EXCERPTED DATA section start

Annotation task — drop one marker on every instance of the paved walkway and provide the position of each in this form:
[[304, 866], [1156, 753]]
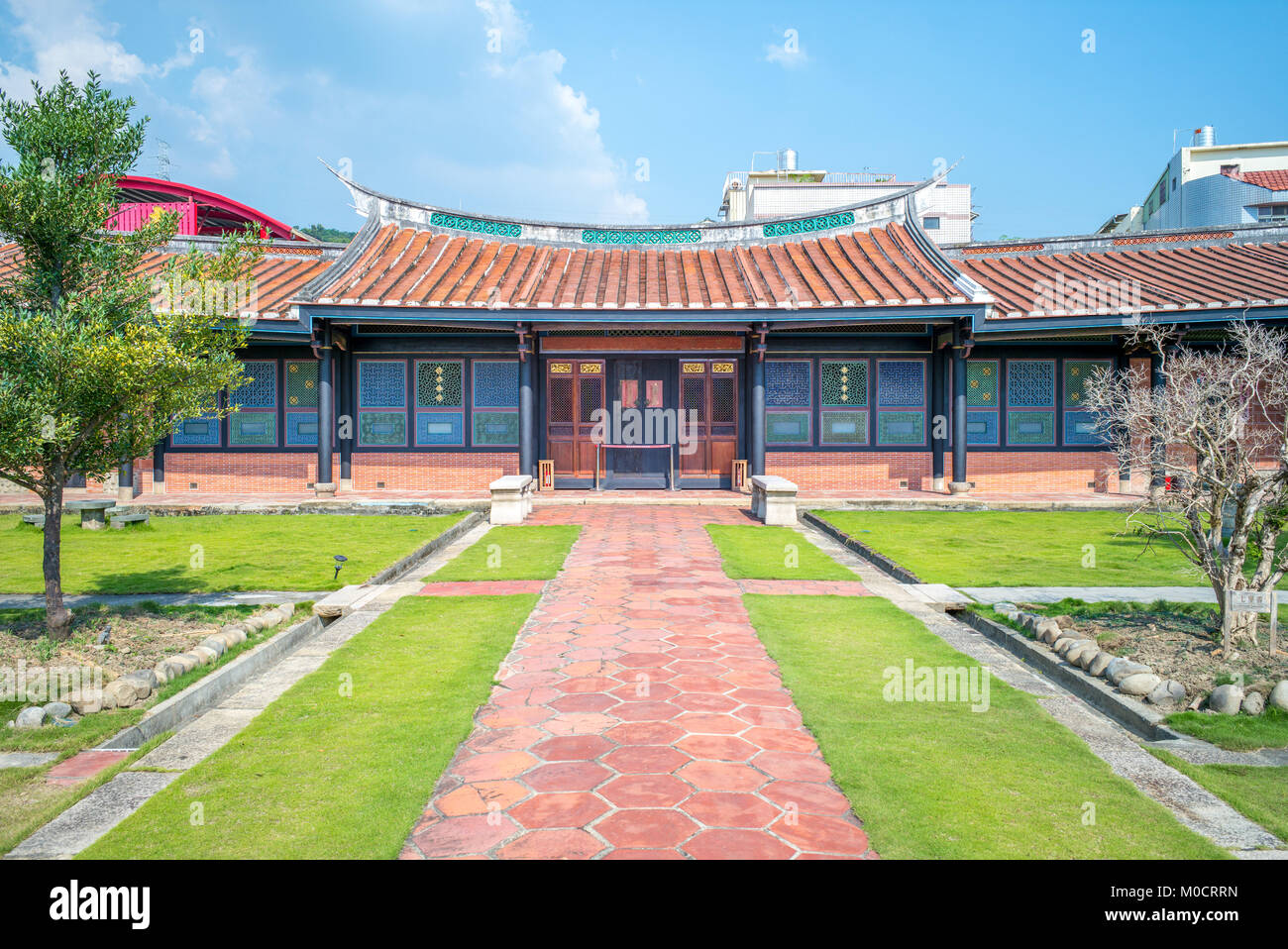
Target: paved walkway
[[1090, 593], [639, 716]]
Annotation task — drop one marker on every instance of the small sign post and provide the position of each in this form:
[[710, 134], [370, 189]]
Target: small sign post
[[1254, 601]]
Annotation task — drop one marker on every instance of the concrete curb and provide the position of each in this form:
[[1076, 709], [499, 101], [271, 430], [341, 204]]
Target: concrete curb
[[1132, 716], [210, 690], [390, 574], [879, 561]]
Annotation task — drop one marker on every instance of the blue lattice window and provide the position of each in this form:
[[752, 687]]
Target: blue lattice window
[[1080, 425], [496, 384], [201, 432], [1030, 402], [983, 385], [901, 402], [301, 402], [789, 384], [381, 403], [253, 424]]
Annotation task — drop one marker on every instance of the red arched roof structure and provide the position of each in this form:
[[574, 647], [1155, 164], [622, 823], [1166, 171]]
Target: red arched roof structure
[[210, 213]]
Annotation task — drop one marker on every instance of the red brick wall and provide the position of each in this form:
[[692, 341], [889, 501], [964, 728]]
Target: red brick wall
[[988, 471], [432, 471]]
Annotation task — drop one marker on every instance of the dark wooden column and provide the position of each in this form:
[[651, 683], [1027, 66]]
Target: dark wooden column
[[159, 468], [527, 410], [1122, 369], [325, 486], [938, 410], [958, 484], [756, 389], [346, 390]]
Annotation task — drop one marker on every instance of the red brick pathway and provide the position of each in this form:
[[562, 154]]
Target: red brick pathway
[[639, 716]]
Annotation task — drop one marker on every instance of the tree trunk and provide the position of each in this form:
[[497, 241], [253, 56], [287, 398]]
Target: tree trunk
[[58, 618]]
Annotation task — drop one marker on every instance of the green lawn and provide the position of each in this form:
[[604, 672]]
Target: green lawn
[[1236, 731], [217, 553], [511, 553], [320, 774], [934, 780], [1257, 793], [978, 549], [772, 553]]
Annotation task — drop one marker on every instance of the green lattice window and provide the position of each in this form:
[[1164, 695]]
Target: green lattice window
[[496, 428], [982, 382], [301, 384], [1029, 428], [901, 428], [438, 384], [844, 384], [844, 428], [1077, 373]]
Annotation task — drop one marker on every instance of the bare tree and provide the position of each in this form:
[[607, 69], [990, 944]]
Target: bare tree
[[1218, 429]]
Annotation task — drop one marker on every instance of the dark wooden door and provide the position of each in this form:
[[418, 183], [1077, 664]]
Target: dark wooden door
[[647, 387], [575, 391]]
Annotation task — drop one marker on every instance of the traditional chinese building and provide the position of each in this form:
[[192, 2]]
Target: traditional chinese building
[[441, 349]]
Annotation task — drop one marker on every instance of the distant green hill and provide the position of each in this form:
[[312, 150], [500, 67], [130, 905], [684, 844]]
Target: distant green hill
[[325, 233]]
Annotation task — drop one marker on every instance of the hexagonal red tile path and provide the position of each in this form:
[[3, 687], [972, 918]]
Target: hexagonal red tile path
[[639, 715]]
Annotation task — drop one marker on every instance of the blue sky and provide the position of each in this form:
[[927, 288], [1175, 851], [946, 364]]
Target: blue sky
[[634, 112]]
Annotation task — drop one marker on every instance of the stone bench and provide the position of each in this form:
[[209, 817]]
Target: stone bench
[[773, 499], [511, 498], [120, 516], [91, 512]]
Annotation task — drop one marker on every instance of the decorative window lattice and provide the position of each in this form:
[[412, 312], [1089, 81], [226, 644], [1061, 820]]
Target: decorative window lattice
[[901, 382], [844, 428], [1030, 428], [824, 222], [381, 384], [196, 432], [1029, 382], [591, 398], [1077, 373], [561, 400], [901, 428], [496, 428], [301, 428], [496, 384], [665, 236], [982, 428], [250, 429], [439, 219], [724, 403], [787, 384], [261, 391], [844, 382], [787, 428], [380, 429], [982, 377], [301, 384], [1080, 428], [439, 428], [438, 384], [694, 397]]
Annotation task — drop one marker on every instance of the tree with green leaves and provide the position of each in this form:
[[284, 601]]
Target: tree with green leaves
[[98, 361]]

EXCERPTED DATA section end

→ WHAT IS REQUIRED:
From the entries above, write out only the lines starting at the line that holds "[[312, 150], [500, 67], [130, 905], [684, 844]]" and ending at the line that holds "[[412, 312], [1089, 81], [226, 644], [1061, 820]]", keeping both and matching them exactly.

→ WRITTEN RESPONSE:
[[312, 150], [500, 67], [130, 905], [684, 844]]
Target: distant green hill
[[325, 233]]
Annotation task — drop one marker on every instance of the hexagonal red tile path and provide the position of each in this form:
[[3, 687], [972, 918]]
Target: hexagonal red tile path
[[639, 715]]
Annotation task — drop one marker on every instance of the blue sky and provide the position of each in this form:
[[927, 288], [1175, 851], [946, 364]]
Target: blue sky
[[634, 112]]
Annotation task — drop one marker on every instance of the stone bench and provide the position of each in this form:
[[209, 817]]
Target: stone bench
[[773, 499], [511, 498], [120, 516], [91, 512]]
Annotation task — drop one marker on every instance of the decorative window lattice and provide the position of each in this form:
[[412, 312], [1089, 81], [226, 644], [1061, 820]]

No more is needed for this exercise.